*Selected extract:*
-- begin --

Estimate by Patra and Sen the unknown component weight as well as the unknown distribution in admixture models

Estimation of unknown elements (by Patra and Sen method) under the admixture model with probability density function l: l = p*f + (1-p)*g, where g is the known component of the two-component mixture, p is the unknown proportion of the unknown component distribution f. More information in 'Details' below concerning the estimation method.

Usage

PatraSen_est_mix_model(
  data,
  method = c("lwr.bnd", "fixed", "cv"),
  c.n = NULL,
  folds = 10,
  reps = 1,
  cn.s = NULL,
  cn.length = 100,
  gridsize = 600
)

Arguments

data: Sample where the known component density of the admixture model has been transformed into a Uniform(0,1) distribution.
method: Either 'fixed' or 'cv', depending on whether compute the estimate based on the value of 'c.n' or use cross-validation for choosing 'c.n' (tuning parameter).
c.n: A positive number, with default value equal to 0.1 log(log(n)), where 'n' is the length of the observed sample.
folds: Number of folds used for cross-validation, default is 10.
reps: Number of replications for cross-validation, default is 1.
cn.s: A sequence of 'c.n' to be used for cross-validation (vector of values). Default is equally spaced grid of 100 values between .001 x log(log(n)) and 0.2 x log(log(n)).
cn.length: (default to 100) Number of equally spaced tuning parameter (between .001 x log(log(n)) and 0.2 x log(log(n))). Values to search from.

-- end --

*Do this:*
In the Patra and Sen estimation documentation, what is the default number of folds used for cross-validation?

*Supplied records:*
-- begin --

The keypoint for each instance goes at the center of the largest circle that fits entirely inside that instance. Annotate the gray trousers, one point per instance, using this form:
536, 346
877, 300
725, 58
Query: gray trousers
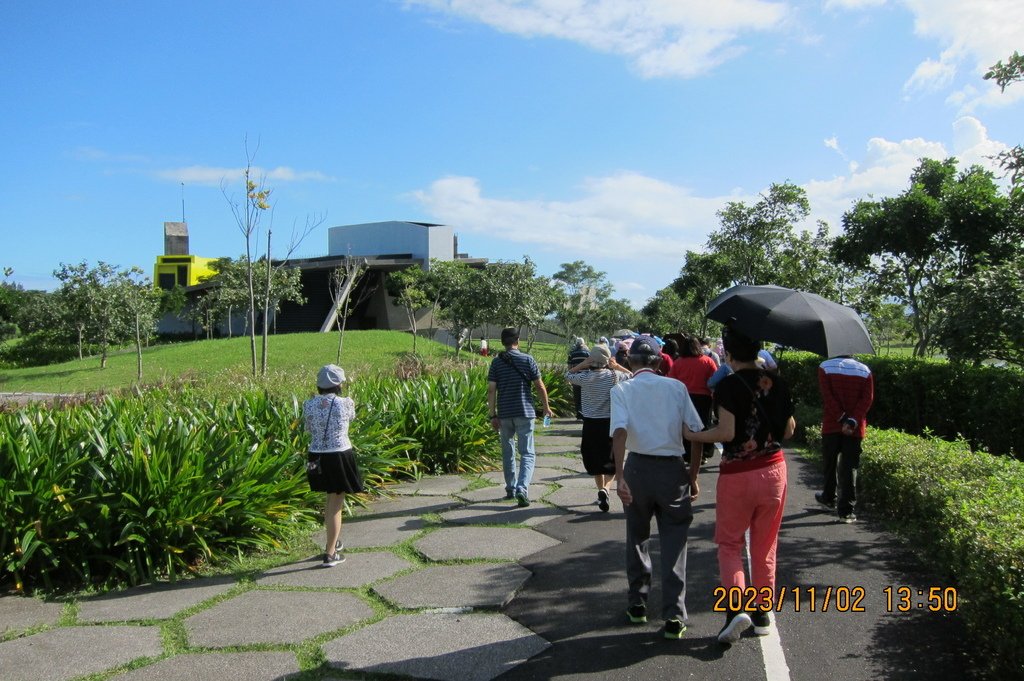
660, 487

-- end --
-- begin --

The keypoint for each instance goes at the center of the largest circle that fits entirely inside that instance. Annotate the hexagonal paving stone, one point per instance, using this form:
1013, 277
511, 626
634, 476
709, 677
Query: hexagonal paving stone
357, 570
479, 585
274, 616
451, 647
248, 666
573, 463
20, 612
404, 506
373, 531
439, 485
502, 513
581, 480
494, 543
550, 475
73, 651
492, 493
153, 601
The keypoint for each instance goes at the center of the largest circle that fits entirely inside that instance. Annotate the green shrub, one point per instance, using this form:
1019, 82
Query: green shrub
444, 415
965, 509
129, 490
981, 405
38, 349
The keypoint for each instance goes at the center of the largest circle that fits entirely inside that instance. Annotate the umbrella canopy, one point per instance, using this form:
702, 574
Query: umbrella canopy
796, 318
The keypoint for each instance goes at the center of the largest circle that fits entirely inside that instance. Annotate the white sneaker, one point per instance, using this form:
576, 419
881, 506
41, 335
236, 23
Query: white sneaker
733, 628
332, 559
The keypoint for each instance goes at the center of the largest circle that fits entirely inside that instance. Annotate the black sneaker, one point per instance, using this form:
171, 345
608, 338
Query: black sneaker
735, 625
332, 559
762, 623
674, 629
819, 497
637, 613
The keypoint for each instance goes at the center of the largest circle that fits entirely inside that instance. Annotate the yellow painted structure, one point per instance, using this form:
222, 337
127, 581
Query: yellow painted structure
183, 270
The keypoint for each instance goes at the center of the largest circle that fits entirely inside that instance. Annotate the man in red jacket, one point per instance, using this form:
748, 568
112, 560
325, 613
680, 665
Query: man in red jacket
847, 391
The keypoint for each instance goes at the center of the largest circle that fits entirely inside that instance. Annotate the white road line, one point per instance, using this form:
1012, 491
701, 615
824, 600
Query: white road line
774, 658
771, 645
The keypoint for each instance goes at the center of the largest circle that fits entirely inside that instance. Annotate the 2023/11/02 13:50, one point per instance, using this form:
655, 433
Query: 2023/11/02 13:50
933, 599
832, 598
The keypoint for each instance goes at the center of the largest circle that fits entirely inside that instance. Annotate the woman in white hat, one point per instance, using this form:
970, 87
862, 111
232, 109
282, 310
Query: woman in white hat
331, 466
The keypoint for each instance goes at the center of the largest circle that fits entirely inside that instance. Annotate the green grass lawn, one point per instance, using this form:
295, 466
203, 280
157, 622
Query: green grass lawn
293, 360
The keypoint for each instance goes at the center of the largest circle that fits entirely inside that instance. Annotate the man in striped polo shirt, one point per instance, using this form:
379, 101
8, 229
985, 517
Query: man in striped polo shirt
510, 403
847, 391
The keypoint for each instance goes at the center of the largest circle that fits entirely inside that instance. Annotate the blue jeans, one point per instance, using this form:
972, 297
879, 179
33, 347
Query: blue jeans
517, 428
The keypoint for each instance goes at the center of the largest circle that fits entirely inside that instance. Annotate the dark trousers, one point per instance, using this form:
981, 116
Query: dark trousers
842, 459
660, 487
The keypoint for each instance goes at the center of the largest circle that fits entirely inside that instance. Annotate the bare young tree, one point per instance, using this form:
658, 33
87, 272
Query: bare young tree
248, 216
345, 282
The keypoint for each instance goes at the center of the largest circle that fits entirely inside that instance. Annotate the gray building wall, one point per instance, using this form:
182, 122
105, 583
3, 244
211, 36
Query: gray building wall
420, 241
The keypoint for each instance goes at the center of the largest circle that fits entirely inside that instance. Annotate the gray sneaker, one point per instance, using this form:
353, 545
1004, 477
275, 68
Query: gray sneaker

-- end --
-- begin --

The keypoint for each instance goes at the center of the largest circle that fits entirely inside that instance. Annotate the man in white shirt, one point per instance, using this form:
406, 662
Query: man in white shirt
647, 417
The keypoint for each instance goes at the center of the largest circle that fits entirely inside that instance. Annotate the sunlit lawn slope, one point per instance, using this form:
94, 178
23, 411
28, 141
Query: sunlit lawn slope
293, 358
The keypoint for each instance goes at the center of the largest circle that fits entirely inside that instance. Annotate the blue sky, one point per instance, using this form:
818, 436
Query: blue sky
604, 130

-- end --

*Right answer:*
10